---------- Extracted text ----------
Passing multiple objects into a function via sapply() or lapply() while maintaining the functionality of substitute() inside the function

Question

My code is as follows:

x<-read.table('1')
y<-read.table('2')
z<-read.table('2')

MyFunc<-function (data){
  plot(data[1]~data[2])
  title(main=substitute(data))
  data.new <- some.manipulations(data)
  write.csv(data.new,file=paste(substitute(data),".csv",sep=""))
}

my.list <- list(x,y,z)
lapply(mylist,MyFunc)

I want this to generate a graph and a .csv file for 25 or so different tables. It works fine if I call it individually - for example if I execute:

MyFunc(x)

I get a graph titled "x" and a file x.csv My problem is I need to do this many times, and when I put all of my tables in a list and try using lapply or sapply, each table somehow loses it's name so the graph has no title and the file isn't created because blank.csv isn't a viable file name. I also tried concatenating the objects:

my.list <- c(x,y,z)
----------
## Stated goal 1
Express the listing below as a Markdown table with the columns Row and Line. Give each nonblank line of the listing its own row, numbered in order.
---------- Data for processing ----------
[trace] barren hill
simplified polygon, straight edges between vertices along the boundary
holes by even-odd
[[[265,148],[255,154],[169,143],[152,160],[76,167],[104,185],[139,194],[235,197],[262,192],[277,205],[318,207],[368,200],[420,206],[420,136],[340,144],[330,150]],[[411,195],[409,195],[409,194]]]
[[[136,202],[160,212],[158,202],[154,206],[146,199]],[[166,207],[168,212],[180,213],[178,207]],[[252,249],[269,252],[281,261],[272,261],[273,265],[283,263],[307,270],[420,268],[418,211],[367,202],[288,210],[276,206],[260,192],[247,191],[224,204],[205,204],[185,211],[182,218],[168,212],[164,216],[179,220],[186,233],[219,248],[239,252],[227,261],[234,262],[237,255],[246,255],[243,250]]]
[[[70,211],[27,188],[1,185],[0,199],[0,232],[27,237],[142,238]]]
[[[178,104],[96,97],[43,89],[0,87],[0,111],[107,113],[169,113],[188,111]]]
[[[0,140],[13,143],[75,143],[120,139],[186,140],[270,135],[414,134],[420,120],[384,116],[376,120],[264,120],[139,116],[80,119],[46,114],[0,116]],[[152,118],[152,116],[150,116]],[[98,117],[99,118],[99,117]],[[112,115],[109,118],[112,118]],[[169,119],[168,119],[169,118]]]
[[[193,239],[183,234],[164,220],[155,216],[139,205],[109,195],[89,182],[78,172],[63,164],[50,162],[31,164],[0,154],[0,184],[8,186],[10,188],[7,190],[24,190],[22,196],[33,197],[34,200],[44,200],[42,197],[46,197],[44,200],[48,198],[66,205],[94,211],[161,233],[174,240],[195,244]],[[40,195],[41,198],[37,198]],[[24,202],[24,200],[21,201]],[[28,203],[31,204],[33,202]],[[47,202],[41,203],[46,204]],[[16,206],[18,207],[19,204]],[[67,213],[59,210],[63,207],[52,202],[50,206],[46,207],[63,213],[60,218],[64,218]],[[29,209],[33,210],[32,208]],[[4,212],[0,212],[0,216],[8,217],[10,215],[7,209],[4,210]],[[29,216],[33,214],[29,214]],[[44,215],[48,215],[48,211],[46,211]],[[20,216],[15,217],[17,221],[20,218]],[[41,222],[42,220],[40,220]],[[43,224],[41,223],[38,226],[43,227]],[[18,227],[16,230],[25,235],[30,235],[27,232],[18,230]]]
----------
## Stated goal 2
Answer these questions about the R question:
(a) For about how many different tables does the author want a graph and a .csv file?
(b) What graph title does the author get when calling MyFunc(x) individually?
(c) Which file name does the author say isn't viable?

## Reply 1
| Row | Line |
|---|---|
| 1 | [trace] barren hill |
| 2 | simplified polygon, straight edges between vertices along the boundary |
| 3 | holes by even-odd |
| 4 | [[[265,148],[255,154],[169,143],[152,160],[76,167],[104,185],[139,194],[235,197],[262,192],[277,205],[318,207],[368,200],[420,206],[420,136],[340,144],[330,150]],[[411,195],[409,195],[409,194]]] |
| 5 | [[[136,202],[160,212],[158,202],[154,206],[146,199]],[[166,207],[168,212],[180,213],[178,207]],[[252,249],[269,252],[281,261],[272,261],[273,265],[283,263],[307,270],[420,268],[418,211],[367,202],[288,210],[276,206],[260,192],[247,191],[224,204],[205,204],[185,211],[182,218],[168,212],[164,216],[179,220],[186,233],[219,248],[239,252],[227,261],[234,262],[237,255],[246,255],[243,250]]] |
| 6 | [[[70,211],[27,188],[1,185],[0,199],[0,232],[27,237],[142,238]]] |
| 7 | [[[178,104],[96,97],[43,89],[0,87],[0,111],[107,113],[169,113],[188,111]]] |
| 8 | [[[0,140],[13,143],[75,143],[120,139],[186,140],[270,135],[414,134],[420,120],[384,116],[376,120],[264,120],[139,116],[80,119],[46,114],[0,116]],[[152,118],[152,116],[150,116]],[[98,117],[99,118],[99,117]],[[112,115],[109,118],[112,118]],[[169,119],[168,119],[169,118]]] |
| 9 | [[[193,239],[183,234],[164,220],[155,216],[139,205],[109,195],[89,182],[78,172],[63,164],[50,162],[31,164],[0,154],[0,184],[8,186],[10,188],[7,190],[24,190],[22,196],[33,197],[34,200],[44,200],[42,197],[46,197],[44,200],[48,198],[66,205],[94,211],[161,233],[174,240],[195,244]],[[40,195],[41,198],[37,198]],[[24,202],[24,200],[21,201]],[[28,203],[31,204],[33,202]],[[47,202],[41,203],[46,204]],[[16,206],[18,207],[19,204]],[[67,213],[59,210],[63,207],[52,202],[50,206],[46,207],[63,213],[60,218],[64,218]],[[29,209],[33,210],[32,208]],[[4,212],[0,212],[0,216],[8,217],[10,215],[7,209],[4,210]],[[29,216],[33,214],[29,214]],[[44,215],[48,215],[48,211],[46,211]],[[20,216],[15,217],[17,221],[20,218]],[[41,222],[42,220],[40,220]],[[43,224],[41,223],[38,226],[43,227]],[[18,227],[16,230],[25,235],[30,235],[27,232],[18,230]]] |

## Reply 2
(a) 25 or so
(b) "x"
(c) blank.csv